### Exercise goal:
Please copy word for word the part of the listing below that opens with the line containing "In this picture, where can the calm" and closes with the line containing "point(766, 258)", with both of those lines included. Leave the pictures out of your copy.

### Record set:
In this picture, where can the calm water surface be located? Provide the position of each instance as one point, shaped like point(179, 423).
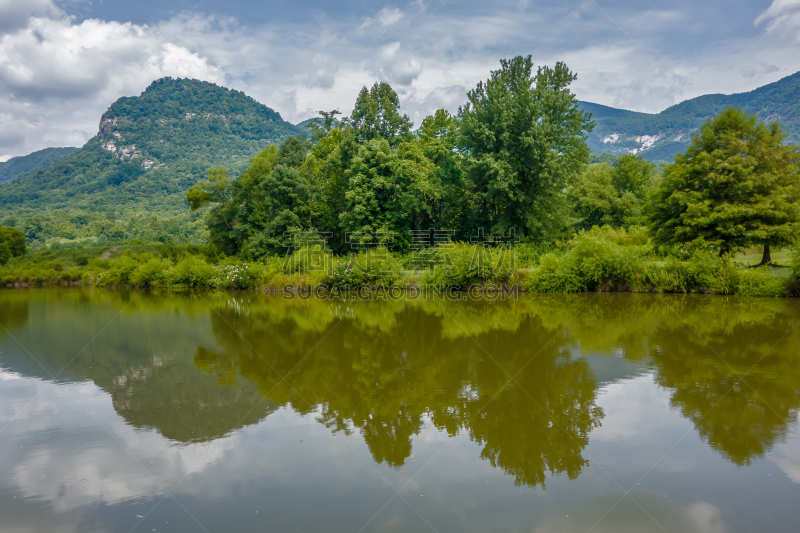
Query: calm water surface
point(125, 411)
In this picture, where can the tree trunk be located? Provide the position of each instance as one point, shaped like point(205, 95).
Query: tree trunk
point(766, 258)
...
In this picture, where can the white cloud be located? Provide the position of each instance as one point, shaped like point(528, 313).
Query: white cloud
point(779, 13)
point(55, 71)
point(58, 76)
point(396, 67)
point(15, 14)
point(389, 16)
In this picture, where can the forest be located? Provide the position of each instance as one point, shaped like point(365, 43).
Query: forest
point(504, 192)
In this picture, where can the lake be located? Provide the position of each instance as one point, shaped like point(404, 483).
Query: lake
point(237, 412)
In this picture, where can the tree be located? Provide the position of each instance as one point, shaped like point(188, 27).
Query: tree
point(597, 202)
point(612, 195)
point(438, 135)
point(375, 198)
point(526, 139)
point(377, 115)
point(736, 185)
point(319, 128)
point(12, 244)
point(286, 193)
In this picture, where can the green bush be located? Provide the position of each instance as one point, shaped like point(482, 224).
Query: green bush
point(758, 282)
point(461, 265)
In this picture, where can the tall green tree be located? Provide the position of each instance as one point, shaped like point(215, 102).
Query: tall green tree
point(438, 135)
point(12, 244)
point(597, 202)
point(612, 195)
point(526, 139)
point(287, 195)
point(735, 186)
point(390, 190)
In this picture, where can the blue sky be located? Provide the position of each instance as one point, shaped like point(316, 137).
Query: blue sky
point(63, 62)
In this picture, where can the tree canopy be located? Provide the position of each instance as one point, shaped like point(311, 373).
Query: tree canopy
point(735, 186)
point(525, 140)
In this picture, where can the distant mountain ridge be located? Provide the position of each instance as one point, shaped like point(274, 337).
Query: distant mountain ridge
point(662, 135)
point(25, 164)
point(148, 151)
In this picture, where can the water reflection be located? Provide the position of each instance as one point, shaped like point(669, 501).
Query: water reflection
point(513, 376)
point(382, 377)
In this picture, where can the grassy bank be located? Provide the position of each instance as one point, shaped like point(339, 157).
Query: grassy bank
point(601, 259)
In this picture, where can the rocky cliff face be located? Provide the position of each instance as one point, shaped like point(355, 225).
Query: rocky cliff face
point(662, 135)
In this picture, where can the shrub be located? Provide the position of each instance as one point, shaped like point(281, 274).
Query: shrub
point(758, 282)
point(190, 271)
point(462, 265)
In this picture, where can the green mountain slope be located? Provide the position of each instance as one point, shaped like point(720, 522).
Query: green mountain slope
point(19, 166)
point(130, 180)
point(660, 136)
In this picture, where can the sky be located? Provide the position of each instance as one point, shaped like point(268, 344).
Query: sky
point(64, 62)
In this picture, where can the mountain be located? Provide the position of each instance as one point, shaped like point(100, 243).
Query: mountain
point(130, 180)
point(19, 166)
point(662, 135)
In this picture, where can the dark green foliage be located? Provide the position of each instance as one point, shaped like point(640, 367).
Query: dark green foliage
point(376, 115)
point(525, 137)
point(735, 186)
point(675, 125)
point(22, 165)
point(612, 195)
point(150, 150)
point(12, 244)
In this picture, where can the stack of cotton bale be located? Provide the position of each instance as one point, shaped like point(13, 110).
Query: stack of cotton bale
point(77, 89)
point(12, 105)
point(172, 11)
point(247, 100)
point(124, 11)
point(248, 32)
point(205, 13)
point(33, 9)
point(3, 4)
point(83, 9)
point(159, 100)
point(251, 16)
* * *
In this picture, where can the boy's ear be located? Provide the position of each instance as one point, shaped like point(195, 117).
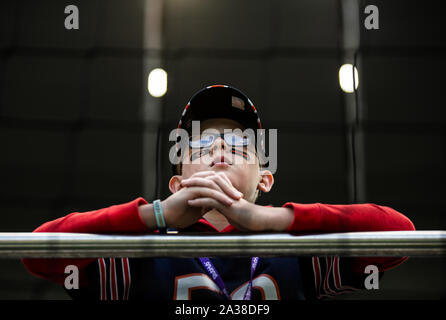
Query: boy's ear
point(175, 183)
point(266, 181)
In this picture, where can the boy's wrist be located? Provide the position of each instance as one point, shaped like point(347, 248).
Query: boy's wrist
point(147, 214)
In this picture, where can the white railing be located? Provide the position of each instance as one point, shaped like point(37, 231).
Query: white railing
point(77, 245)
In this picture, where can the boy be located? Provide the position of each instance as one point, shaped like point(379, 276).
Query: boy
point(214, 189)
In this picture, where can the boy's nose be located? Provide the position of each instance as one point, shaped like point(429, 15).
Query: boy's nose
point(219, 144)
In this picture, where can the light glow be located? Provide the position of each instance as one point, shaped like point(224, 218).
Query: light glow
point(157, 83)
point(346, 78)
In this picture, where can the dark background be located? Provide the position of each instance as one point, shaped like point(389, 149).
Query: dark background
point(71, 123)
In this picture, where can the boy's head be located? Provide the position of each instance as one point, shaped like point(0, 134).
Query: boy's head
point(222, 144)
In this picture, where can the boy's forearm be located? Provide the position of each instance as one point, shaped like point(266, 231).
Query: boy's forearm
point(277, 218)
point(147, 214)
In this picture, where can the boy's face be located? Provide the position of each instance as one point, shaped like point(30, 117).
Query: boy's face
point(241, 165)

### Solution for this task:
In this picture, where can the calm water surface be located? Provide the position of each instance as one point, shaped like point(179, 423).
Query: calm water surface
point(125, 411)
In this picture, where can the tree trunk be located? Provide the position of each instance as one point, shaped like point(205, 95).
Query: tree trunk
point(766, 258)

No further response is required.